Maybe if there are enough guys who can commit there can be a chance of it being released in much greater numbers at a much reduced cost. I just don't know enough about the situation to comment more on it.

Chris.


----------



## falcondesigns (Oct 30, 2002)

I'm well aware of kit production costs,as I cast an produce kits.I'm a Phantom fan,so the question for me is what can I afford that will be reasonable for me.


----------



## Bruce Bishop (Jan 17, 1999)

Does anybody remember the original asking price from the prior offering? 

How about the number of firm commitments required in order to have the issue produced? 

I personally don't remember the amount, but I 'think' it was something over $200 for a very limited issue. I also think there were maybe eight or nine people who committed to the purchase, which came nowhere meeting the number specified for the issue to be made.


----------



## Auroranut (Jan 12, 2008)

It was I believe $225. So far there's 8 guys who have committed to the kit at this price this time around. That's within 24 hours of finding out about the original offer. I believe the original number needed was 25.
Personally if I owned the prototype I'd put out as many as possible (50-100) and see how they sold. There's enough comic hero collectors, figure builders, and Aurora collectors to sell that size run (IMHO). But it's not mine so if we want it we have to accept the situation as it is and be grateful that we have a chance to own it at all...
That's just my opinion though.

Chris.


----------



## Auroranut (Jan 12, 2008)

falcondesigns said:


> I'm well aware of kit production costs,as I cast an produce kits.I'm a Phantom fan,so the question for me is what can I afford that will be reasonable for me.

### Entries from a pointing dataset
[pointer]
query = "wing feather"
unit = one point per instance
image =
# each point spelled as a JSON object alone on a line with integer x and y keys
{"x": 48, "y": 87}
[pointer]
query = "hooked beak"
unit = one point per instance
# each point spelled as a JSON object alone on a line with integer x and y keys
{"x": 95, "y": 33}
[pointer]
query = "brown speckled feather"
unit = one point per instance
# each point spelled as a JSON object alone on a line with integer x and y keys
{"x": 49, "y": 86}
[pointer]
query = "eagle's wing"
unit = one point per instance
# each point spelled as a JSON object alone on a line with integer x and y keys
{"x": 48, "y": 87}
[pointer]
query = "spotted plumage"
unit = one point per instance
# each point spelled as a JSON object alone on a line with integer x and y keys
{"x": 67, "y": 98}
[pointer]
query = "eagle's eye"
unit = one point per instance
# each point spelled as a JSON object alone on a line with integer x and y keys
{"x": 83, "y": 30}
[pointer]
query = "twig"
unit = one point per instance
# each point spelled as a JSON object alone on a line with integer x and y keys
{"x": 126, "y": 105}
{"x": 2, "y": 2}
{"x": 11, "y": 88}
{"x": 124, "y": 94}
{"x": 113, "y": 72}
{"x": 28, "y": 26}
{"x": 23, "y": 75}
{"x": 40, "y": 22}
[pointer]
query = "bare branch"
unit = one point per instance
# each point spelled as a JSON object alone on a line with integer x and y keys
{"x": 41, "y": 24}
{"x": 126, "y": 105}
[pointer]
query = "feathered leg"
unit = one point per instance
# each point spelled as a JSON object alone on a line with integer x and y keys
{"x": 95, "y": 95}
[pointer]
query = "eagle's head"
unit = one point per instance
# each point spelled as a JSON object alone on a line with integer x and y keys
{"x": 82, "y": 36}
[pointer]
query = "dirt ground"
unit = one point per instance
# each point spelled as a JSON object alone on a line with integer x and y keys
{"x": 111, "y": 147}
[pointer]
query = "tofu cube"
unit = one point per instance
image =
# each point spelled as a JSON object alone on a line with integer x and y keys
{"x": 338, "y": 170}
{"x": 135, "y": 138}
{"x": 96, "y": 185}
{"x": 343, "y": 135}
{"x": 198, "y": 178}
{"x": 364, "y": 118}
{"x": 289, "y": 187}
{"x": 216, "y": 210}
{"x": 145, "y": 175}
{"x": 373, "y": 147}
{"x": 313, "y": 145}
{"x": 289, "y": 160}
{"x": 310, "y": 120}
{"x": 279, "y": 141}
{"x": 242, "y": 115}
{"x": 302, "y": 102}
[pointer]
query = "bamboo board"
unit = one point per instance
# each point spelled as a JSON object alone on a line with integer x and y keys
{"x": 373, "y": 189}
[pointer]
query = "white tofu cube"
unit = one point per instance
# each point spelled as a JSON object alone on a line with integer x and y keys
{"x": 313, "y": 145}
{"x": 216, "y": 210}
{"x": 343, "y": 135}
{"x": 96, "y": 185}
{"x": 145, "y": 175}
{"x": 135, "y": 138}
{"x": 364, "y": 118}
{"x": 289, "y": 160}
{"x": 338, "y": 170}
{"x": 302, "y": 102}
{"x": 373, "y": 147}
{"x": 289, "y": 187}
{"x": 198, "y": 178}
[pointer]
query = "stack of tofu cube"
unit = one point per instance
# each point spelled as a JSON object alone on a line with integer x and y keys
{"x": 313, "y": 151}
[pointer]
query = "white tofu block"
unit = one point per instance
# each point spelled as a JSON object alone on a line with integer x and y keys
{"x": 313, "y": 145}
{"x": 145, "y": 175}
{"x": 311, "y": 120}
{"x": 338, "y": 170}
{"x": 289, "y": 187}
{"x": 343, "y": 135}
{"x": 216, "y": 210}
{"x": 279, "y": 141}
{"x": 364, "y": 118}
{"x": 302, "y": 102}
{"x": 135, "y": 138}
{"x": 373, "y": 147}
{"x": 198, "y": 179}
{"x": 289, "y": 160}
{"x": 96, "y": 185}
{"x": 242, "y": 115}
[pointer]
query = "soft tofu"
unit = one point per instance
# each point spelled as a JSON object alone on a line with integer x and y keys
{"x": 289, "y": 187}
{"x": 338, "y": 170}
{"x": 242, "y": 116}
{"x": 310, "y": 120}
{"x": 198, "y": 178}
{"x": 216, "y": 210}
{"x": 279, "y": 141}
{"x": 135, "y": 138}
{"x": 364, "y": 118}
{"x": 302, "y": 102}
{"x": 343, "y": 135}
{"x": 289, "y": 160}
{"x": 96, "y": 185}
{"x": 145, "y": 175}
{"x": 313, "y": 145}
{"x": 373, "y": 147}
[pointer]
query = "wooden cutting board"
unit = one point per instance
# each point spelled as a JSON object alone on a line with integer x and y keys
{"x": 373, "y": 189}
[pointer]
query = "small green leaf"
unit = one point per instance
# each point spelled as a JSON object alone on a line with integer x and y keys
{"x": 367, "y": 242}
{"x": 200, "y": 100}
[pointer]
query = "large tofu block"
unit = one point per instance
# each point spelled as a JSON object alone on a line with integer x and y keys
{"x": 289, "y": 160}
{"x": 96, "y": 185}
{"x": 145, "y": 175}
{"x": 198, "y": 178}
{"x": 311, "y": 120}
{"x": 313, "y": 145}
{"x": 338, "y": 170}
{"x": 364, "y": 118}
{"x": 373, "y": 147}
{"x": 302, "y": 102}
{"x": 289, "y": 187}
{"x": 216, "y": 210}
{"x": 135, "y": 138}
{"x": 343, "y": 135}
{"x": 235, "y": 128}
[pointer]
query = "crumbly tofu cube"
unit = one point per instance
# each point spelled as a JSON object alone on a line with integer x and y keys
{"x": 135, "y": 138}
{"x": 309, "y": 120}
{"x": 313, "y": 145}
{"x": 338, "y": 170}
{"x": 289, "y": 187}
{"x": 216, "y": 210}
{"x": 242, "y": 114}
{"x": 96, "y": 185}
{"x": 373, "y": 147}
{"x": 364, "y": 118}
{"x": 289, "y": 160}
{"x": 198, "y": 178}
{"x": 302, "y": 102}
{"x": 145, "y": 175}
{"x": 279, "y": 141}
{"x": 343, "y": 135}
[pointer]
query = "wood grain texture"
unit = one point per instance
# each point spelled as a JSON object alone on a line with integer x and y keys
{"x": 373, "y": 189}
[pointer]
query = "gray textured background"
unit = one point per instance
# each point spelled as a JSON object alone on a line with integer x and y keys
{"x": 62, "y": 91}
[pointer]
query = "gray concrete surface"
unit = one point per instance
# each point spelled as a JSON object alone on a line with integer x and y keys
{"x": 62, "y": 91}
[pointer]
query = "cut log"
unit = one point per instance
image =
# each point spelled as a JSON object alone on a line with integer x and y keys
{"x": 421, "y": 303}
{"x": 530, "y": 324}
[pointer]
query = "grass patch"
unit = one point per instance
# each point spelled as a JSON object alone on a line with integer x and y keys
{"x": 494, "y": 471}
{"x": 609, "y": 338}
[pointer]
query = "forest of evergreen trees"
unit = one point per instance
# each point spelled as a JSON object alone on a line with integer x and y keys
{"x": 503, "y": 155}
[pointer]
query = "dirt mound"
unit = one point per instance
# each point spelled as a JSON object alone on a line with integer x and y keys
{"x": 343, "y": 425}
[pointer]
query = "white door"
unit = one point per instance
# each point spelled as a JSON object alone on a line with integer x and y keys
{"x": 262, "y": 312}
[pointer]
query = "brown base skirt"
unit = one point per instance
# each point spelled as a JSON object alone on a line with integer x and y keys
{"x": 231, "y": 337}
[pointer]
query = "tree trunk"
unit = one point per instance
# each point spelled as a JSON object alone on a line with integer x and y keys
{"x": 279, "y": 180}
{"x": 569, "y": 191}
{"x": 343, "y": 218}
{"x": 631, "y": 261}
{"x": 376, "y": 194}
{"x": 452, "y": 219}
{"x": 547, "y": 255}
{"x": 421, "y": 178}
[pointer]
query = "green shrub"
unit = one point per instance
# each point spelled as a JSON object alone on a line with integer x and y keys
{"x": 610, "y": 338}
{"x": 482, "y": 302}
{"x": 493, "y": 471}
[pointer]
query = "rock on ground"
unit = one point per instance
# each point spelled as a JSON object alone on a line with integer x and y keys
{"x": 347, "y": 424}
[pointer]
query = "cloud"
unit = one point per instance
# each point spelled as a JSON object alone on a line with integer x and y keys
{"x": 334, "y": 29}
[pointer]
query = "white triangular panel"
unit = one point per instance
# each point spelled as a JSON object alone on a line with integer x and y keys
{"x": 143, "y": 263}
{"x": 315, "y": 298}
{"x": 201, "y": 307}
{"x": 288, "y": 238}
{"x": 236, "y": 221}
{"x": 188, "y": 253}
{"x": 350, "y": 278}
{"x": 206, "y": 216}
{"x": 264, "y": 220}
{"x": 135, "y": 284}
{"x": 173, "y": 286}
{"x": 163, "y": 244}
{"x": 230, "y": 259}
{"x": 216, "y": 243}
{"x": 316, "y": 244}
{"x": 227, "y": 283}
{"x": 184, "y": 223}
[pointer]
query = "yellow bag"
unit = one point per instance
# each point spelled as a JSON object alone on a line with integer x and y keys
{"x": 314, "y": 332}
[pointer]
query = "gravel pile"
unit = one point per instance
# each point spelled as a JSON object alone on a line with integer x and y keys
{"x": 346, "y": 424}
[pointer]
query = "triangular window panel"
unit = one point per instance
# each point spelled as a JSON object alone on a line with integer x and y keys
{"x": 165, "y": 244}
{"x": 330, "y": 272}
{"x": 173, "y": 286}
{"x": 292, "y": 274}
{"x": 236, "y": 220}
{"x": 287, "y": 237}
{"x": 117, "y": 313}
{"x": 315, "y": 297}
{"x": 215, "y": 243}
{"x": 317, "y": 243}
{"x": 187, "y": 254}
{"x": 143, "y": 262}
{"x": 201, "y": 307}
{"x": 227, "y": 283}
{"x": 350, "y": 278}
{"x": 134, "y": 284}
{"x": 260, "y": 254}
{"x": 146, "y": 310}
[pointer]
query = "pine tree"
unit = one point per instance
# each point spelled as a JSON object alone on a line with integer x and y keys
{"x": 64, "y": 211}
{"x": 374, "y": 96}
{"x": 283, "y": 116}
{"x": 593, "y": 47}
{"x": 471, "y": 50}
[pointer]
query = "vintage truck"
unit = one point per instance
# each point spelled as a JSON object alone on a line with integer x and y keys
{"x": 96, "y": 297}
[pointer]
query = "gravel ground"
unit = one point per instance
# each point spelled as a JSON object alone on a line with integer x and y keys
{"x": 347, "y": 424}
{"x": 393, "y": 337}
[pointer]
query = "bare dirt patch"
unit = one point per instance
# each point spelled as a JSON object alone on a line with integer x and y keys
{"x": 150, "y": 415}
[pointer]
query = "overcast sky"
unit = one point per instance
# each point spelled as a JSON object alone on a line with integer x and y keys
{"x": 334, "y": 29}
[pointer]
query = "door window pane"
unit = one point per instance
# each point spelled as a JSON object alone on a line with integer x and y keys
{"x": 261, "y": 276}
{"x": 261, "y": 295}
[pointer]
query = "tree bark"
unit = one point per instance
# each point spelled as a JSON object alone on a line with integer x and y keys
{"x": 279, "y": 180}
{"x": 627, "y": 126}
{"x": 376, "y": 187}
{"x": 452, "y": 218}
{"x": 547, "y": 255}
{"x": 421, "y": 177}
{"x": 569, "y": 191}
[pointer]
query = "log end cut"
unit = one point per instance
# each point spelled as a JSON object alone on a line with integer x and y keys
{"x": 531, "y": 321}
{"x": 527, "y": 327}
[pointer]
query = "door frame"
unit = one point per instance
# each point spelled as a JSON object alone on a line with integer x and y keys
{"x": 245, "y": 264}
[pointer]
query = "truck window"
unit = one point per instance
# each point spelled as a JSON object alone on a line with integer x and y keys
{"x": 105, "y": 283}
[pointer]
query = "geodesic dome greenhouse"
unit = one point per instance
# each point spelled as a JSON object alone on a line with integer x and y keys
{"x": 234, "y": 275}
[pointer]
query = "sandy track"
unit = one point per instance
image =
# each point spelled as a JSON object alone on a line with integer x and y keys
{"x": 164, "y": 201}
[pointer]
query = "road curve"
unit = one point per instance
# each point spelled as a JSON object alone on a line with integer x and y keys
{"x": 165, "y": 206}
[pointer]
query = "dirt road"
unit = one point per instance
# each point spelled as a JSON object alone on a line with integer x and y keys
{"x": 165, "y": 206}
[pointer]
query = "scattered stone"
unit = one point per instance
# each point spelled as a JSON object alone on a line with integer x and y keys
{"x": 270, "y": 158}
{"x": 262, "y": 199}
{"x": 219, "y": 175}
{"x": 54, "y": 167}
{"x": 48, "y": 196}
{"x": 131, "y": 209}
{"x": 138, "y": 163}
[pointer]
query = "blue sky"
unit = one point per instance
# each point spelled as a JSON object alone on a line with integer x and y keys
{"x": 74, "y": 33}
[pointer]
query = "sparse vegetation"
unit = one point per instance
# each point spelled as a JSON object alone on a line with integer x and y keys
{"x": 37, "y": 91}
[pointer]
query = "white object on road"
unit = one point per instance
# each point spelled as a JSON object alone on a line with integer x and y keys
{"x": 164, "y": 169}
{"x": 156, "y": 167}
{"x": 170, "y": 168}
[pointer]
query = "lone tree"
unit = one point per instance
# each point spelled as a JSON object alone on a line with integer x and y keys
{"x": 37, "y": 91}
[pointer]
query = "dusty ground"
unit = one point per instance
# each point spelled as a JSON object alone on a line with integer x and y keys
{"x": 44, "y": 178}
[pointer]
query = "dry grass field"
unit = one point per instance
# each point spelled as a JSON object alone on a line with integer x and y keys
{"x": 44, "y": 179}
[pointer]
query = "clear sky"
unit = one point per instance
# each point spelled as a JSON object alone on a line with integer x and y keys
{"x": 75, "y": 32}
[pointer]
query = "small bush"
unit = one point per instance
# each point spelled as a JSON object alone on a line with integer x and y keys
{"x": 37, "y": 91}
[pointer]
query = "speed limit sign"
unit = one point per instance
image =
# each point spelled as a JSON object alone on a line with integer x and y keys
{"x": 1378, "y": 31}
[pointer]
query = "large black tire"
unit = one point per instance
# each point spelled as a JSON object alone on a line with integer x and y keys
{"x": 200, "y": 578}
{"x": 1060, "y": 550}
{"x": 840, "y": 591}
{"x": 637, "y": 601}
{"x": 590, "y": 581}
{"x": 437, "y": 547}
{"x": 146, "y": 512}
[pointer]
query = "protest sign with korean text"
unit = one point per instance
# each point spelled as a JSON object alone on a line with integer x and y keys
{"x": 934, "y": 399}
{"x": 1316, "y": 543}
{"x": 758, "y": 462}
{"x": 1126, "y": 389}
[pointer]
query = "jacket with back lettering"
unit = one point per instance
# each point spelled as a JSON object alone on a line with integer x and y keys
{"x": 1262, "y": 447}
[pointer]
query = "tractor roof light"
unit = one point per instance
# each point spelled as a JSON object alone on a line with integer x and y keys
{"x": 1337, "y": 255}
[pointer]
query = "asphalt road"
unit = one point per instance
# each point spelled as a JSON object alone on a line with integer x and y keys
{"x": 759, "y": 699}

### GIVEN INSTRUCTION 1
In the forum thread, how many commitments does Auroranut believe were originally needed for the kit to be produced?
### GIVEN INSTRUCTION 2
Reproduce the passage of the forum thread starting with "Maybe if there" and going on through "(Oct 30, 2002)".

### TASK OUTPUT 1
25

### TASK OUTPUT 2
Maybe if there are enough guys who can commit there can be a chance of it being released in much greater numbers at a much reduced cost. I just don't know enough about the situation to comment more on it.

Chris.


----------



## falcondesigns (Oct 30, 2002)